#### Problem requirements:
Quote word for word every line of the items, beginning with the line that contains "For each instance of the metal spoon, set" and continuing through the end of the items.

#### Entries:

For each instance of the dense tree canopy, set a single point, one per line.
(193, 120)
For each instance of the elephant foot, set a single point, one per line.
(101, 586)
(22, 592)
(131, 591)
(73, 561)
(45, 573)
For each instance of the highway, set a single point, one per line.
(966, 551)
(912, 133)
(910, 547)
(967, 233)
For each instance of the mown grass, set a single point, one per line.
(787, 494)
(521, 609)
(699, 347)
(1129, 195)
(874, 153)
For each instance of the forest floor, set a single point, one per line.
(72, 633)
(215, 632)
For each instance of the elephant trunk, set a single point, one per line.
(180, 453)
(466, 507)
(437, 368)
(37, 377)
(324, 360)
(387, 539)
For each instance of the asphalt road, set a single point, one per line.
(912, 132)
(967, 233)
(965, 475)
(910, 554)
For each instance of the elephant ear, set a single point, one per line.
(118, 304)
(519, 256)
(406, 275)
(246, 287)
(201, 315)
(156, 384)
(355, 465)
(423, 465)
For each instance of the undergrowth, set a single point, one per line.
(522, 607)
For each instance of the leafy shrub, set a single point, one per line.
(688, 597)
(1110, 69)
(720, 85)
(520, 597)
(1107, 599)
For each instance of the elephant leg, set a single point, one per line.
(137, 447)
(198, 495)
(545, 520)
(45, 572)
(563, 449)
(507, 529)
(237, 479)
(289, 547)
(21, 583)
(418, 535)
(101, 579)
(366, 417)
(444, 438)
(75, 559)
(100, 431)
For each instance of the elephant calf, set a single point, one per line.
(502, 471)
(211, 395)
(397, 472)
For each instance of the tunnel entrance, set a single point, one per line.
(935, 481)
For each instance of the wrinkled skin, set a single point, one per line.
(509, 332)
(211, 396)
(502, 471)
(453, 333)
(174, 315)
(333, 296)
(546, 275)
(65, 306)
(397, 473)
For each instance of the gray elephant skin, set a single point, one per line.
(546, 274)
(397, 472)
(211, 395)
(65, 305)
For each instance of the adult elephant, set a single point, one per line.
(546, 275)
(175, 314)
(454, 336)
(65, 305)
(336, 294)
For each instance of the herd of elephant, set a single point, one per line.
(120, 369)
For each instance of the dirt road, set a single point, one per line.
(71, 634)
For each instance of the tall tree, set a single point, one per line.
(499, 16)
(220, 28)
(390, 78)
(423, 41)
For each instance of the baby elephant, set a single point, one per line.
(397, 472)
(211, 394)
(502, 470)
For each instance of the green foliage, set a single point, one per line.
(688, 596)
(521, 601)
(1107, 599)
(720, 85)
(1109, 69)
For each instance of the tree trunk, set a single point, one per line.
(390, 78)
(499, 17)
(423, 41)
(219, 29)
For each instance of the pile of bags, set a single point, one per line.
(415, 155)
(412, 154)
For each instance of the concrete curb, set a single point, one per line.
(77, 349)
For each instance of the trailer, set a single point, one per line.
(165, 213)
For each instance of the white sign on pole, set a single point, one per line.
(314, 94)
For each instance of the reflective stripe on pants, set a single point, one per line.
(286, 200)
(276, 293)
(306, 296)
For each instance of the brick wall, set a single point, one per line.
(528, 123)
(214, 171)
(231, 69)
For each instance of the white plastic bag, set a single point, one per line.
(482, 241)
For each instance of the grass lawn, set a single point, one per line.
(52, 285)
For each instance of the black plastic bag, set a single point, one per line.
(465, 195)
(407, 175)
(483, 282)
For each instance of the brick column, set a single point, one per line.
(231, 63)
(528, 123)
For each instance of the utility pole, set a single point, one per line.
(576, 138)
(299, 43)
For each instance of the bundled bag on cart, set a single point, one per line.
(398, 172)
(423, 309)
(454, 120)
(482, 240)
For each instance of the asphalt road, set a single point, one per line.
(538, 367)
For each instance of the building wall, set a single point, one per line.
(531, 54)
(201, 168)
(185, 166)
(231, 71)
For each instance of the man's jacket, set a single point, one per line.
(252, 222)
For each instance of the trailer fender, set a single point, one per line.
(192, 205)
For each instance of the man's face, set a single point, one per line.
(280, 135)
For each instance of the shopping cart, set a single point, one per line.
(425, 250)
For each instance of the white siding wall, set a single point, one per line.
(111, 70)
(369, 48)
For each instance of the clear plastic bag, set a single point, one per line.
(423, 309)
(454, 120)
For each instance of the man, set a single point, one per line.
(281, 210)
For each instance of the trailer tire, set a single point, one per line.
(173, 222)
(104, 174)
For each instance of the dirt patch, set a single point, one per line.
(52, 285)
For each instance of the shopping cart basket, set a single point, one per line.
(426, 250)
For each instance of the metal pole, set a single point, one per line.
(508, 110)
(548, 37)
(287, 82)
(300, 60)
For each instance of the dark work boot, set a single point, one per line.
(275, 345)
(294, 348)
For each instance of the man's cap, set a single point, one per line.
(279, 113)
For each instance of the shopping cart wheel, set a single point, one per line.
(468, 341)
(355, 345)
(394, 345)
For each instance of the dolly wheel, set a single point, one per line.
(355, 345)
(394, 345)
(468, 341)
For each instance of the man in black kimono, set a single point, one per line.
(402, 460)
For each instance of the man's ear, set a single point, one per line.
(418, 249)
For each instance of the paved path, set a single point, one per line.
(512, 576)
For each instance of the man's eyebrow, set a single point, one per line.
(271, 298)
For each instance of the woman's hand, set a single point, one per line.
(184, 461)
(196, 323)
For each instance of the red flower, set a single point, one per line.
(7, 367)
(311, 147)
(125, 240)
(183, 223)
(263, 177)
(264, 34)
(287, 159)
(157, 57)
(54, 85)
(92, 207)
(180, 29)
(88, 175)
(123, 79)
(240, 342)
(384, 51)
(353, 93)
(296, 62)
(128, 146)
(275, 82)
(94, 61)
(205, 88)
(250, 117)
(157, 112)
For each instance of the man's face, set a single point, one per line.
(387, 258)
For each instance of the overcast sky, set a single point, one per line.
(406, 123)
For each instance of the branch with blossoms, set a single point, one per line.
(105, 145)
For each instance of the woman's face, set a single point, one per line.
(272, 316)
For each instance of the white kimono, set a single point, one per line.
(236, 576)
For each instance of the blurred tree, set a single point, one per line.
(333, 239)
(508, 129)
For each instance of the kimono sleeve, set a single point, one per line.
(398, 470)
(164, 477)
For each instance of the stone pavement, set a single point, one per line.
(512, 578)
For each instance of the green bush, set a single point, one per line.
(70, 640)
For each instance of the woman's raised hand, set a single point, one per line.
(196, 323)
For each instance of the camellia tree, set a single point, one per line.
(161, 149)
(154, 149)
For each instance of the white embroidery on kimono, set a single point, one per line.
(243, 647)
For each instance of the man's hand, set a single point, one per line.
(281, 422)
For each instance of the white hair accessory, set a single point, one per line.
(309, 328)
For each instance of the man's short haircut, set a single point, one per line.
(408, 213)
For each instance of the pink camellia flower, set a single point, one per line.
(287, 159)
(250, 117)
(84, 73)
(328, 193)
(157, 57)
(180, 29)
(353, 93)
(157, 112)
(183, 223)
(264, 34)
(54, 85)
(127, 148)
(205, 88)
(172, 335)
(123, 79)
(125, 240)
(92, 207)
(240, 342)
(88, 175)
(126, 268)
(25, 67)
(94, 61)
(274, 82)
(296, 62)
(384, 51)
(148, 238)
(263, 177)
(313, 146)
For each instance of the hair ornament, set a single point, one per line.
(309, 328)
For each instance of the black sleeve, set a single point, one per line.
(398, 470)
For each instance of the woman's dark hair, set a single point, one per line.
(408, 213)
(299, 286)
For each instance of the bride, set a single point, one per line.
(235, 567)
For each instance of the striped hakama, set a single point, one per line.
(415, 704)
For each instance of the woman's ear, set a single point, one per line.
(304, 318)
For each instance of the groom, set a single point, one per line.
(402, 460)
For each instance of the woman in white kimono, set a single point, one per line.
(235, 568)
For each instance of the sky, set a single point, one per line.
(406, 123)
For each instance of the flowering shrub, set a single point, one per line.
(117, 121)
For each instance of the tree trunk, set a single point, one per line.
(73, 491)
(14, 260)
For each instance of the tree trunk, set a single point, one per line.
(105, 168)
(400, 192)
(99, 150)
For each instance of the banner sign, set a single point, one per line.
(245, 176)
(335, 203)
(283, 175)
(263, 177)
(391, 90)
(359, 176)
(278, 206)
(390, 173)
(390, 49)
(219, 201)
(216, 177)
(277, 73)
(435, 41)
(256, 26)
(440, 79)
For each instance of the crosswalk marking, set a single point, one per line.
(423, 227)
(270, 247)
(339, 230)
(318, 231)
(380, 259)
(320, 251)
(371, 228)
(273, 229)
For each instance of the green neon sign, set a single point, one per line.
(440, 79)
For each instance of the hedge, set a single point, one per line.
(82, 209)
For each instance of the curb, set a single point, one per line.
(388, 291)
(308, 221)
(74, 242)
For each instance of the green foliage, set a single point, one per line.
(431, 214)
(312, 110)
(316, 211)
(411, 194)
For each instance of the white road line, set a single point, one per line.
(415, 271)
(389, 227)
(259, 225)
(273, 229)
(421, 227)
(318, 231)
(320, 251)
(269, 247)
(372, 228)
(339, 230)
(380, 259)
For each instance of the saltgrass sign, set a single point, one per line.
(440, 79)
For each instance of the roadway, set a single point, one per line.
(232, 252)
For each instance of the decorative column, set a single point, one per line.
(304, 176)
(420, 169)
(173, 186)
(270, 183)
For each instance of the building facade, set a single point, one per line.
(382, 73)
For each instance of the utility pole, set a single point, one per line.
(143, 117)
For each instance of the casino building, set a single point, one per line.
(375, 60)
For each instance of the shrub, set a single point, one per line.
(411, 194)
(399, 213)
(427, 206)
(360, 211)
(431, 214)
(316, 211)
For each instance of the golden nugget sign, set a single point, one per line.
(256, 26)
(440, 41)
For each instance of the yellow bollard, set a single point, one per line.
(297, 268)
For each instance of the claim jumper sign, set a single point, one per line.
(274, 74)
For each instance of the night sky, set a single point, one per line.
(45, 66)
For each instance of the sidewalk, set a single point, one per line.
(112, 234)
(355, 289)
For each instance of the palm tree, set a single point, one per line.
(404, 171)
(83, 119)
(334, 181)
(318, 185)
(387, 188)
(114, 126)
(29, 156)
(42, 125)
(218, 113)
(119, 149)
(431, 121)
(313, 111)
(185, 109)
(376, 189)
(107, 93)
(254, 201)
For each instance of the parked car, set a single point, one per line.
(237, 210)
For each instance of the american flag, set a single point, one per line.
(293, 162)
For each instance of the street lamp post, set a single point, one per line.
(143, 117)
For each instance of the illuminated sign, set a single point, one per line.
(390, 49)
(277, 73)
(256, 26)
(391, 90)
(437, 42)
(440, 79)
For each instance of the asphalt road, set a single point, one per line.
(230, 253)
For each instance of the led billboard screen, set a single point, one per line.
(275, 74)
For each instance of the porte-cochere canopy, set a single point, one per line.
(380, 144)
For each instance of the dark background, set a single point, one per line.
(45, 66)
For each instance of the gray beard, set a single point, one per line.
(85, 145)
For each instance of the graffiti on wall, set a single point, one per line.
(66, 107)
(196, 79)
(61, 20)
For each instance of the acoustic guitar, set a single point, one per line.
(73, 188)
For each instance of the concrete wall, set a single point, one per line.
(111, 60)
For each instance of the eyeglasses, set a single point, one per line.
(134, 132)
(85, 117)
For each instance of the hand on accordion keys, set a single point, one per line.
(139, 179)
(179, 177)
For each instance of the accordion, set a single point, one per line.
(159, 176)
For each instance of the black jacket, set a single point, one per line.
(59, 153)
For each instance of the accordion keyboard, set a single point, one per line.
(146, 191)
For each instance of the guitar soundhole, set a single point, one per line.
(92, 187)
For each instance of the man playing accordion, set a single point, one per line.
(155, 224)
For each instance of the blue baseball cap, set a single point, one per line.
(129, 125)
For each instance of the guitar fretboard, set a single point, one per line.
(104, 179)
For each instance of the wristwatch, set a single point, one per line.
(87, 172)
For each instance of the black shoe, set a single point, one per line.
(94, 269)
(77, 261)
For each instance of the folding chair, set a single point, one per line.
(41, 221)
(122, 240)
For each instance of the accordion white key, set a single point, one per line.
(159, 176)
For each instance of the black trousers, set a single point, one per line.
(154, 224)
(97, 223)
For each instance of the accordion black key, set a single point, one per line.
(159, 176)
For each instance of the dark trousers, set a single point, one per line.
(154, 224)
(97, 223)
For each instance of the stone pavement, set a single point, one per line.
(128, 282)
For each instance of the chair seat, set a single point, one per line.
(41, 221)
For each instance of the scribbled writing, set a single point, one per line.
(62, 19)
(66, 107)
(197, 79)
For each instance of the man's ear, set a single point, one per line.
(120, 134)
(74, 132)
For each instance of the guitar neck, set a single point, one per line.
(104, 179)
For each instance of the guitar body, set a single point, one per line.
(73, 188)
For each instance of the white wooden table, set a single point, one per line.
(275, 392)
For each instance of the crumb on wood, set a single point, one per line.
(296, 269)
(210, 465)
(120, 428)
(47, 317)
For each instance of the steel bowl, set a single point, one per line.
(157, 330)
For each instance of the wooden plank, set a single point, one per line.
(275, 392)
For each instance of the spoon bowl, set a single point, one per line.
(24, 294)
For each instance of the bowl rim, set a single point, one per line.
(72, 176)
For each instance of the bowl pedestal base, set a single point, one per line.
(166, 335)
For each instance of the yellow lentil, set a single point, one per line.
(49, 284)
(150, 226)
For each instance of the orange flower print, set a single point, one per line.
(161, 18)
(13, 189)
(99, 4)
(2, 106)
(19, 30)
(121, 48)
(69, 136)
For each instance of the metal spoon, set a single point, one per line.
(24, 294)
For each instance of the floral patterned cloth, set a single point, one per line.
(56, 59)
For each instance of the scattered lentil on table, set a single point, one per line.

#### Full response:
For each instance of the metal spoon, set a single point, one per line.
(24, 294)
For each instance of the floral patterned cloth, set a single point, one per line.
(56, 59)
For each instance of the scattered lentil on table, set a single point, one per line.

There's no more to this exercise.